━━━━━ TEXTO MOSTRADO ━━━━━

Día de Reyes

0

En medio de los disturbios en el país generados por la pésima decisión gubernamental de aumentar los precios de los combustibles como las gasolinas, el diésel, el gas, así como de la facturación de la energía eléctrica, México vive tradiciones.
Aclaro al lector que hay mucho que comentar sobre estos momentos históricos que como país estamos viviendo, pero también es justo decir que necesitamos regocijarnos en la lectura de otros tema, también nuestros, pero que finalmente nos pueden señalar algún paréntesis en esta tan ajetreada primer semana de enero.
Quizá valga la pena recordar que el calendario es una forma de medir el tiempo que transcurre y que debieron haber pasado muchos años para que hubiera una unificación mundial.
Desde luego que no deja de haber otros calendarios diferentes a los que conocemos, como por ejemplo el Calendario Chino o el Maya. Que no son otra cosa más formas de medir el tiempo y que se basan en las cuestiones religiosas y/o de cultivos.
El calendario Gregoriano es el que oficialmente se usa en casi todo el mundo, originándose en Europa.

━━━━━ LISTADO DE DATOS ━━━━━

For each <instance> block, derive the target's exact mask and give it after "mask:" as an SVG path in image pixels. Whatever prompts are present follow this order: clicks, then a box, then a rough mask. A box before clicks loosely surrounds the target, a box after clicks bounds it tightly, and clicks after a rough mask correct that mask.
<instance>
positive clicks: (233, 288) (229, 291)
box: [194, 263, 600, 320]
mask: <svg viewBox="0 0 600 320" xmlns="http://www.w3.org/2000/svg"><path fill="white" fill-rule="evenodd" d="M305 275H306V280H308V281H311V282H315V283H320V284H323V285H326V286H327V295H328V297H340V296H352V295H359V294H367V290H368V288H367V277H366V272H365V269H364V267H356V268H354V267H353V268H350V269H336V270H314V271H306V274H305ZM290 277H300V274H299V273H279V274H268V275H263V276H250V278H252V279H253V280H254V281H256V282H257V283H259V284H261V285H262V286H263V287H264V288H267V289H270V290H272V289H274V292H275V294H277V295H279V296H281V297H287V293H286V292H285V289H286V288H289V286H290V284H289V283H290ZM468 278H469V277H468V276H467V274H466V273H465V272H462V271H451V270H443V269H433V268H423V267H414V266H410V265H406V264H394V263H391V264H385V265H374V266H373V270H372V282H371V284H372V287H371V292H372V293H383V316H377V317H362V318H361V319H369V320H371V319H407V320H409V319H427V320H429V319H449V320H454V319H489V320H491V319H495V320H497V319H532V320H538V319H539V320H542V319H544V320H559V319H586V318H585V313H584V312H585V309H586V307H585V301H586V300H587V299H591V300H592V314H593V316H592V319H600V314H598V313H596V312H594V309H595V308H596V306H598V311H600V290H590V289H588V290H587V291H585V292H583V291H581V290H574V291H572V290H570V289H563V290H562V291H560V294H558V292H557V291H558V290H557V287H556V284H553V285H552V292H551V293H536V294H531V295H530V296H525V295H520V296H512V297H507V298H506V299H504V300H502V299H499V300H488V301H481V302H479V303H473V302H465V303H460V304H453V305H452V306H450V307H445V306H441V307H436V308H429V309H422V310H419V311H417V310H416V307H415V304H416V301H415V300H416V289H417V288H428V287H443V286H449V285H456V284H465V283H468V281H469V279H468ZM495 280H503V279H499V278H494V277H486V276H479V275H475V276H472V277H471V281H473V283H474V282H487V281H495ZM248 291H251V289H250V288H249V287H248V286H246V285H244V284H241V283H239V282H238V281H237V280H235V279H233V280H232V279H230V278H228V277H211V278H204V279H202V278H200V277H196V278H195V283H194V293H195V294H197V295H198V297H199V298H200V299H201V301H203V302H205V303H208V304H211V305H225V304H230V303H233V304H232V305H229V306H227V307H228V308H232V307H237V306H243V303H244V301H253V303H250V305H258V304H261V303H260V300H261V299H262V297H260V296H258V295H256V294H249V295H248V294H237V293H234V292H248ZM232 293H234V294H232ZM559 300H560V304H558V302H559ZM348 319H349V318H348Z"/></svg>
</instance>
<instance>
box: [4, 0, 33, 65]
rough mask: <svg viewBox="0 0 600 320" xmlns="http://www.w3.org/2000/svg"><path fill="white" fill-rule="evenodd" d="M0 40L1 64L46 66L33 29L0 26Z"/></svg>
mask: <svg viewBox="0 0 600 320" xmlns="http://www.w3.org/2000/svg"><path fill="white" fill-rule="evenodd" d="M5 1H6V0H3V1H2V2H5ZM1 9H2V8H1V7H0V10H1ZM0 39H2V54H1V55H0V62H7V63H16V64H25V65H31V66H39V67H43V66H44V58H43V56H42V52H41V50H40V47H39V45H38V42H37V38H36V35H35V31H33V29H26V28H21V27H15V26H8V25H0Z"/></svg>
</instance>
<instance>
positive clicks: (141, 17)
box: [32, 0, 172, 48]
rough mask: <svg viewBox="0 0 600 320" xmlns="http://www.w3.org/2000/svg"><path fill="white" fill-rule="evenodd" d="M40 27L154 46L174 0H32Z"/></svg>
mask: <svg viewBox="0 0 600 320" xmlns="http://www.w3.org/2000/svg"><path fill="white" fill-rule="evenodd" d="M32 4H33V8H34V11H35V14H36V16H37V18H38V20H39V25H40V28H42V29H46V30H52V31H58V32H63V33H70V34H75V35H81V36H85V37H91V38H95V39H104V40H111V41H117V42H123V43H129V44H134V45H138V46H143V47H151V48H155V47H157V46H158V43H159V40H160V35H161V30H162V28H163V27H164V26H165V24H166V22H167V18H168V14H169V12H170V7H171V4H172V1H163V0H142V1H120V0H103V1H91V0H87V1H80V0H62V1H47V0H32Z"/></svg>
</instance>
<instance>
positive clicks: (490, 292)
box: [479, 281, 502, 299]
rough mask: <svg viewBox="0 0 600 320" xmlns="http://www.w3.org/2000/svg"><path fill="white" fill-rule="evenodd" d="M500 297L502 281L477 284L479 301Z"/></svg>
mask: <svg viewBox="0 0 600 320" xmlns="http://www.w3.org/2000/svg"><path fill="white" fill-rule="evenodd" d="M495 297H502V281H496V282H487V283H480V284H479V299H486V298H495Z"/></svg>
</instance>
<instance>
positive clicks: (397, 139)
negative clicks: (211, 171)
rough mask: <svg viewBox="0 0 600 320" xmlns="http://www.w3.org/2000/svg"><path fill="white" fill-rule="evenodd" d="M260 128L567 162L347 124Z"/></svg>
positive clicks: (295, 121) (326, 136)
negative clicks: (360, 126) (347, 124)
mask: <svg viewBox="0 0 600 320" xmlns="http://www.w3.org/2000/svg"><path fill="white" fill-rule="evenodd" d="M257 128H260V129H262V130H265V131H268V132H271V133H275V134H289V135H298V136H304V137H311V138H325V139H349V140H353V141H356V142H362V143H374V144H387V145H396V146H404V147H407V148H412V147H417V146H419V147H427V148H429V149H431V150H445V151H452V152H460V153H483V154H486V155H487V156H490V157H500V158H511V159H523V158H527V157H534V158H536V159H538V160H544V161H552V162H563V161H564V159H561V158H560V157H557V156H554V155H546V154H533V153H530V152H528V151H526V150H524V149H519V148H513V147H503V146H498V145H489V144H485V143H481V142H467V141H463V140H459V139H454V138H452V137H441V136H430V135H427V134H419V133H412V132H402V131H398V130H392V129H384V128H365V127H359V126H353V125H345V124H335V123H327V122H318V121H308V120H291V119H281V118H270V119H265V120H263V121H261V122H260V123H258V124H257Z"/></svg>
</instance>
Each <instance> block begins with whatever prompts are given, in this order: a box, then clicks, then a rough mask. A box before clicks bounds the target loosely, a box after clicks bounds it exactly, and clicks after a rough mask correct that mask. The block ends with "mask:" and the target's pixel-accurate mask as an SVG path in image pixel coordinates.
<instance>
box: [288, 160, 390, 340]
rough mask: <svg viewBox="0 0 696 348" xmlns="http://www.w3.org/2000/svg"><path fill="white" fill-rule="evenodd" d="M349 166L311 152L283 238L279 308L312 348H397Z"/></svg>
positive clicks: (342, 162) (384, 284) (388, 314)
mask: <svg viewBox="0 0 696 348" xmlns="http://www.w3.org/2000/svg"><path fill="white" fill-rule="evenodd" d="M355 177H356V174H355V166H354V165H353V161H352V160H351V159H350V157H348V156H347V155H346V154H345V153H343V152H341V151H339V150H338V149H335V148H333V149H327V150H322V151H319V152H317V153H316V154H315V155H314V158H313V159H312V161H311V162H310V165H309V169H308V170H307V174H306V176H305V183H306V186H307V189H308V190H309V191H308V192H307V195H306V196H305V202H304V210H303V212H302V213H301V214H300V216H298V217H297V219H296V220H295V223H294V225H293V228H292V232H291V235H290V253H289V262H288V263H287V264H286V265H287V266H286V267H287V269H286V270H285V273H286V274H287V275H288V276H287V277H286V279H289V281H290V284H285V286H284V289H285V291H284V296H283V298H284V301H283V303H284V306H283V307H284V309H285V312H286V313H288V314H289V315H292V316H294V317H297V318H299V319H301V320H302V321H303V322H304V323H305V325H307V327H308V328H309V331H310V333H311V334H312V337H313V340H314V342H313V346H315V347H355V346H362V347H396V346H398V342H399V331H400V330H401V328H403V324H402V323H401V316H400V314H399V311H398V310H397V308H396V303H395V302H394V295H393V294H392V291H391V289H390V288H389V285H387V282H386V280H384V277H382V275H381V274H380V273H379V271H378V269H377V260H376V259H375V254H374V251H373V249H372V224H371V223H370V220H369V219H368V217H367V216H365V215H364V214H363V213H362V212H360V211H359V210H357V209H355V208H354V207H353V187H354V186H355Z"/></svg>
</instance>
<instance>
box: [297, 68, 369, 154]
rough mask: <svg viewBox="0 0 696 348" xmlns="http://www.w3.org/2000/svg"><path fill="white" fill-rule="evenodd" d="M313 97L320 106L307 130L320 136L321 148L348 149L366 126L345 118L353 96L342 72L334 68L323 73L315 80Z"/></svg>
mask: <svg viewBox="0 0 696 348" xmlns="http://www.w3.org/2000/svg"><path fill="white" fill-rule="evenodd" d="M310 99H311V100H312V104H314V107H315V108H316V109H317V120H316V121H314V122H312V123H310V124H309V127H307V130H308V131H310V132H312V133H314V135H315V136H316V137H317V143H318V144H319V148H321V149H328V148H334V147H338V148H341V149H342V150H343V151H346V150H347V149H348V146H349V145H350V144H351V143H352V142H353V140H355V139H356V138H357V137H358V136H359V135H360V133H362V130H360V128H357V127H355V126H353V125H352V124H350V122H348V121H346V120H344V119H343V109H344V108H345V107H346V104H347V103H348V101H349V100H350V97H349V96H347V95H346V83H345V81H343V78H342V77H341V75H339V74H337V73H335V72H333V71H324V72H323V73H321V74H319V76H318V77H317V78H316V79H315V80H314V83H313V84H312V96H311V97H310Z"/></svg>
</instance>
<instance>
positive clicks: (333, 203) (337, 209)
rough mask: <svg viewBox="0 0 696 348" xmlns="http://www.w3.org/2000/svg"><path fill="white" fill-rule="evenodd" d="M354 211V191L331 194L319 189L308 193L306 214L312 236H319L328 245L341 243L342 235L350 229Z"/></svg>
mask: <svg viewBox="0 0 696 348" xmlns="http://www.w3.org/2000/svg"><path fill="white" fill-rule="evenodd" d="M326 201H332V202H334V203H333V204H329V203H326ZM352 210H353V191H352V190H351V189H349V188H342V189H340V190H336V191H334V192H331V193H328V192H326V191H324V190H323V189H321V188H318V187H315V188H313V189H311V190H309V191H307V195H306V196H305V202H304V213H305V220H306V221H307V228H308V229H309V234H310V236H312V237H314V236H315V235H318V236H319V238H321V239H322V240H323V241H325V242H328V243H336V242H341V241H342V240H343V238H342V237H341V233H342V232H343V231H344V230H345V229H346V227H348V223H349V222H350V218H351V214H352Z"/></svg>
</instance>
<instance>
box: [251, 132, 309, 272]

━━━━━

## LO QUE SE PIDE:
Según el texto sobre el Día de Reyes, ¿qué calendario se usa oficialmente en casi todo el mundo? Responde con una oración, por favor.

## ESPACIO DE RESPUESTA:
El calendario gregoriano es el que se usa oficialmente en casi todo el mundo.